> Challenge
Print every line of the listing below word for word, changing nothing.

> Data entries
# # #

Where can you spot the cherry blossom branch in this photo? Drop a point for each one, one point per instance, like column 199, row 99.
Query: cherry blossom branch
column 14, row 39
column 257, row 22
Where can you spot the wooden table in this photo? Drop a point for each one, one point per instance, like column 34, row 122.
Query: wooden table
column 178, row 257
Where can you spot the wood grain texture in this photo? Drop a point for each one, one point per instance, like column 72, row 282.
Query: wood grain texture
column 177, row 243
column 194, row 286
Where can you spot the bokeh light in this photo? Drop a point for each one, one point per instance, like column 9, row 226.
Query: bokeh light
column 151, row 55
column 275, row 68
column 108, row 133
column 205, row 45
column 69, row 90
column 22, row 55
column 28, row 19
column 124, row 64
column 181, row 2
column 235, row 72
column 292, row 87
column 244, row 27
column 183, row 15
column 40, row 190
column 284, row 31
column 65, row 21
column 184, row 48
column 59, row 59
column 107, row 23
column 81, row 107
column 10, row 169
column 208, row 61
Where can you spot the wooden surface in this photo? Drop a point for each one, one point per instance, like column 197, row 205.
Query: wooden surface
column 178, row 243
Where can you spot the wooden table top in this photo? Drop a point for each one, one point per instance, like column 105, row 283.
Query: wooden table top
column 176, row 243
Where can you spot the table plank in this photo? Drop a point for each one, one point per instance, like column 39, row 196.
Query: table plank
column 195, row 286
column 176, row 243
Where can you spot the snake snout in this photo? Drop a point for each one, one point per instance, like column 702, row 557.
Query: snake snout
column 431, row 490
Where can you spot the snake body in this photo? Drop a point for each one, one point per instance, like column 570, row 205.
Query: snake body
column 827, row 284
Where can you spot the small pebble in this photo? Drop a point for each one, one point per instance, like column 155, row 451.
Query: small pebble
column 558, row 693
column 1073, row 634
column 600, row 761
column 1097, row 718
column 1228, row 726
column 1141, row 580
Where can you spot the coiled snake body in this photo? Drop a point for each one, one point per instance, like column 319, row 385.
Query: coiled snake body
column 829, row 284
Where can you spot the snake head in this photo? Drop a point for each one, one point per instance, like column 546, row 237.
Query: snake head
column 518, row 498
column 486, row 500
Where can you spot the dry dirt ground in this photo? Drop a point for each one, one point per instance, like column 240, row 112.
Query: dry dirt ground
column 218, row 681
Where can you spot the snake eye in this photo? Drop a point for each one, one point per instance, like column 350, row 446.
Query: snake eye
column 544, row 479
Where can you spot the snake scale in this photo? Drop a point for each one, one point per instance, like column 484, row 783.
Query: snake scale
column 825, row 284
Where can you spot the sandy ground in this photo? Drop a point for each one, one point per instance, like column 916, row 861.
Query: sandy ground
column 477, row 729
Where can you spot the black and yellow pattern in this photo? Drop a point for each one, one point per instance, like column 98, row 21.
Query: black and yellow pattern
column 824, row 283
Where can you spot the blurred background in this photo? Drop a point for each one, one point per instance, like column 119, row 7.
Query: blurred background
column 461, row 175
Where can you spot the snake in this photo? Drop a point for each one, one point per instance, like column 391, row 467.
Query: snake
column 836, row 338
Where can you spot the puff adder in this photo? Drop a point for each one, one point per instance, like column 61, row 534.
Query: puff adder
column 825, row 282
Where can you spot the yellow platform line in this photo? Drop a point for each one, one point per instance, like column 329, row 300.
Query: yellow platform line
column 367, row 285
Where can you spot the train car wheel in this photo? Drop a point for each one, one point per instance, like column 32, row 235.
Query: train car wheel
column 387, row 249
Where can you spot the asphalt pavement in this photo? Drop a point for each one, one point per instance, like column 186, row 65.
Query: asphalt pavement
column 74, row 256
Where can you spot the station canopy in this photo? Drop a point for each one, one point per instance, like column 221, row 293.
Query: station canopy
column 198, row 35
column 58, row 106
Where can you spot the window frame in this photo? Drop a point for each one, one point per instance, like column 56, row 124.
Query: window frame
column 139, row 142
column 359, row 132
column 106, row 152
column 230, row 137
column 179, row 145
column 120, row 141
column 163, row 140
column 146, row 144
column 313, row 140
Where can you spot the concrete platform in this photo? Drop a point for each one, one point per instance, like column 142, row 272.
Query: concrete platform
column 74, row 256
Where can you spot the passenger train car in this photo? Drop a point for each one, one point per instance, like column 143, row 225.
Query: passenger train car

# # #

> Expected output
Where can you spot the cherry blossom branch in this photo? Drop a point for each one, one point per instance, like column 199, row 99.
Query: cherry blossom branch
column 14, row 39
column 257, row 22
Where can you spot the wooden table in this photo? Drop a point for each one, one point per instance, like column 34, row 122.
Query: wooden table
column 178, row 257
Where can you spot the wood grain texture in this photo? Drop a point for each one, one point per instance, like column 72, row 282.
Query: wood grain texture
column 177, row 243
column 194, row 286
Where can you spot the bokeh light in this photo? Drop a point for each one, one point per instance, like column 9, row 226.
Query: bokeh light
column 151, row 55
column 275, row 68
column 108, row 133
column 205, row 45
column 69, row 90
column 22, row 55
column 28, row 19
column 124, row 64
column 181, row 2
column 235, row 72
column 292, row 87
column 244, row 27
column 183, row 15
column 40, row 190
column 284, row 31
column 65, row 21
column 184, row 48
column 59, row 59
column 107, row 23
column 81, row 107
column 10, row 169
column 208, row 61
Where can you spot the wooden surface in this photo? Drop a point for each one, one point per instance, like column 197, row 205.
Query: wooden surface
column 178, row 243
Where can you spot the wooden table top in this photo? Drop a point for each one, one point per instance, like column 105, row 283.
Query: wooden table top
column 176, row 243
Where can you spot the table plank in this photo? Drop a point for each one, one point per instance, like column 39, row 196.
Query: table plank
column 195, row 286
column 176, row 243
Where can you spot the snake snout in this photo? Drop a point for each one, one point per instance, like column 702, row 557.
Query: snake snout
column 431, row 490
Where can you spot the snake body in this photo? Drop a point for each one, one point per instance, like column 570, row 205.
Query: snake body
column 827, row 284
Where can you spot the small pebble in this photo? Drop a point for each one, one point per instance, like column 155, row 451.
Query: small pebble
column 558, row 693
column 1073, row 634
column 600, row 761
column 1097, row 718
column 1228, row 726
column 1141, row 580
Where can you spot the coiled snake body in this photo? Drop a point for each one, one point per instance, like column 319, row 385.
Query: coiled snake body
column 829, row 284
Where can you spot the snake head in this photo? Drop a point for each one, one point per instance, like column 546, row 237.
Query: snake head
column 518, row 498
column 486, row 500
Where can you spot the dry dirt ground in this photo? Drop a point for each one, one point per instance, like column 240, row 112.
Query: dry dirt ground
column 218, row 681
Where can you spot the snake eye in this photo? Drop a point for each one, one point per instance, like column 350, row 446.
Query: snake eye
column 544, row 479
Where can you spot the snake scale in this photo? Drop a point for each one, one point per instance, like column 484, row 783.
Query: snake scale
column 825, row 284
Where can you spot the sandy ground in this photo? Drop a point for each one, one point per instance, like column 916, row 861.
Query: sandy ground
column 477, row 729
Where can you spot the black and yellow pattern in this photo? Drop a point for each one, one point per instance, like column 98, row 21.
Query: black and yellow pattern
column 824, row 283
Where can you spot the blurred background in this photo? Drop a point for each one, one point per instance, like column 119, row 7.
Query: blurred background
column 461, row 175
Where can you spot the snake in this photo? Drop a point for each one, one point per instance, like column 391, row 467.
Query: snake
column 836, row 338
Where can you spot the puff adder in this photo? Drop a point for each one, one point per instance, like column 61, row 534.
Query: puff adder
column 825, row 282
Where can you spot the yellow platform line in this photo? Drop a point for each one, one point per instance, like column 329, row 300.
Query: yellow platform line
column 367, row 285
Where can you spot the train car wheel in this photo? Drop a point for each one, one point per instance, like column 32, row 235.
Query: train car wheel
column 387, row 249
Where can you spot the asphalt pavement in this photo? Drop a point for each one, one point per instance, like column 186, row 65.
Query: asphalt pavement
column 74, row 256
Where can you spot the station canopy in this photo? Drop a point for each one, one point per instance, like column 221, row 293.
Query: station canopy
column 198, row 35
column 58, row 106
Where can you spot the window frame in this photo? Drop a point for each one, one point per instance, like column 56, row 124.
Query: window frame
column 139, row 142
column 359, row 132
column 106, row 152
column 230, row 137
column 179, row 145
column 120, row 141
column 163, row 140
column 146, row 144
column 313, row 140
Where can you spot the concrete platform in this photo? Drop a point for each one, one point per instance, like column 142, row 272.
Query: concrete platform
column 74, row 256
Where can you spot the passenger train car in this photo? Drop a point for each one, one point per instance, like column 143, row 225.
Query: passenger train car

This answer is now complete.